**RAW RECORDS**.
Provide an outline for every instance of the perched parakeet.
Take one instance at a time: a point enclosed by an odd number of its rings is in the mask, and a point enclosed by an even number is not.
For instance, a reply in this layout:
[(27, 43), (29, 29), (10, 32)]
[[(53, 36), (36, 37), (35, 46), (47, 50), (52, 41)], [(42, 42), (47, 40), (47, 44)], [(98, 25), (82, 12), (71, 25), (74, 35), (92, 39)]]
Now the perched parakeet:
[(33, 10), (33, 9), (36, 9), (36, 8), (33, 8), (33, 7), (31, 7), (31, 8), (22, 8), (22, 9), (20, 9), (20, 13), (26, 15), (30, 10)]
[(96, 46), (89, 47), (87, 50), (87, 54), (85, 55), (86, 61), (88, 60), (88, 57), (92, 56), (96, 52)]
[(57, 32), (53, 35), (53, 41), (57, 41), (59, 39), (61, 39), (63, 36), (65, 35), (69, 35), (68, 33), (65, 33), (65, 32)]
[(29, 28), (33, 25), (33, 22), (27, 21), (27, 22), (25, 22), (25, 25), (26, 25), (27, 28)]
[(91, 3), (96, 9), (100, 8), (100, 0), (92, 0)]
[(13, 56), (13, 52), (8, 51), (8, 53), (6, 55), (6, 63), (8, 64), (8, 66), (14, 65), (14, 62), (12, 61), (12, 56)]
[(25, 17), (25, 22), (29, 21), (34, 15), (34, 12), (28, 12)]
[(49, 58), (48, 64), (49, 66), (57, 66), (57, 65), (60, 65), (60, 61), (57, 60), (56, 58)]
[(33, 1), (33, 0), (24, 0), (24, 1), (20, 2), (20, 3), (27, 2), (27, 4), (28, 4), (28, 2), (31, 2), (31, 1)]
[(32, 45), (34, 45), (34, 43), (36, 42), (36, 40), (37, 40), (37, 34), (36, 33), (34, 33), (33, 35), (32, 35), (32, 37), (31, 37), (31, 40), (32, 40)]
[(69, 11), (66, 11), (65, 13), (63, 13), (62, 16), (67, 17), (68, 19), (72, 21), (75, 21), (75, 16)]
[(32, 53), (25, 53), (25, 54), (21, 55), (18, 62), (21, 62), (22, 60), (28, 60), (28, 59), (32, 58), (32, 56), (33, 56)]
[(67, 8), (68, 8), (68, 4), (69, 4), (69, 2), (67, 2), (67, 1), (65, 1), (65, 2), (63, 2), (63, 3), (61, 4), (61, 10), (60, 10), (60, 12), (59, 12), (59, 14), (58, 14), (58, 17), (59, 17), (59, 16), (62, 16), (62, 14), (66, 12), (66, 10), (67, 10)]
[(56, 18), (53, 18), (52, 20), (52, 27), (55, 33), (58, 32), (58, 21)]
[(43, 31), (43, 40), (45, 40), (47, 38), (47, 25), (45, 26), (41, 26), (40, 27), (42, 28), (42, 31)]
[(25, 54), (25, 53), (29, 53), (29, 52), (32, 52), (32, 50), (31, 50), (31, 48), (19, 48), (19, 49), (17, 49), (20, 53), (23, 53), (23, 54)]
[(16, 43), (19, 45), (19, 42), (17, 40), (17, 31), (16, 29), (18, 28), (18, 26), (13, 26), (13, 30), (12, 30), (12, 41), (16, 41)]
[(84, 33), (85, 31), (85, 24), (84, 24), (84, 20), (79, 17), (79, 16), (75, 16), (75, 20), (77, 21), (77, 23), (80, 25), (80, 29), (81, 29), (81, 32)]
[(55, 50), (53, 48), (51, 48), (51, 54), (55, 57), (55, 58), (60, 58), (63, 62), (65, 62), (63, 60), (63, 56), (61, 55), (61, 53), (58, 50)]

**REQUIRED TASK**. Please copy the data from its first line through the line containing "56), (33, 56)]", keeping the requests unchanged, and shift every coordinate in the answers up by 129.

**TASK RESPONSE**.
Provide an outline for every instance of the perched parakeet.
Take one instance at a time: a point enclosed by an odd number of its rings is in the mask, and a point enclosed by an even number is not.
For instance, a reply in this layout:
[(27, 43), (29, 29), (10, 32)]
[[(53, 36), (36, 37), (35, 46), (47, 50), (52, 41)], [(42, 42), (47, 40), (47, 44)], [(98, 25), (82, 12), (71, 25), (74, 35), (92, 39)]]
Now the perched parakeet:
[(162, 139), (162, 138), (165, 138), (165, 137), (162, 137), (162, 136), (160, 136), (160, 137), (151, 137), (151, 138), (149, 138), (149, 142), (155, 144), (159, 139)]
[(225, 175), (218, 176), (216, 179), (216, 183), (214, 184), (215, 190), (217, 189), (217, 186), (221, 185), (225, 181)]
[(186, 161), (182, 164), (182, 170), (186, 170), (188, 168), (190, 168), (192, 165), (194, 164), (198, 164), (197, 162), (194, 162), (194, 161)]
[(158, 157), (162, 154), (162, 151), (156, 150), (156, 151), (154, 151), (154, 154), (155, 154), (156, 157)]
[(220, 132), (225, 138), (229, 137), (229, 129), (221, 129)]
[(142, 185), (142, 181), (137, 180), (137, 182), (135, 184), (135, 192), (137, 193), (137, 195), (143, 194), (143, 191), (141, 190), (141, 185)]
[(154, 146), (154, 151), (158, 150), (163, 144), (163, 141), (157, 141)]
[(178, 187), (177, 193), (178, 195), (186, 195), (186, 194), (189, 194), (189, 190), (186, 189), (185, 187)]
[(162, 130), (162, 129), (153, 129), (153, 130), (149, 131), (149, 132), (156, 131), (156, 133), (157, 133), (157, 131), (160, 131), (160, 130)]
[(161, 174), (163, 174), (163, 172), (165, 171), (165, 169), (166, 169), (166, 163), (165, 162), (163, 162), (162, 164), (161, 164), (161, 166), (160, 166), (160, 169), (161, 169)]
[(198, 140), (195, 140), (194, 142), (192, 142), (191, 145), (196, 146), (197, 148), (201, 150), (204, 150), (204, 145)]
[(161, 182), (154, 182), (154, 183), (150, 184), (147, 191), (150, 191), (151, 189), (157, 189), (157, 188), (161, 187), (161, 185), (162, 185)]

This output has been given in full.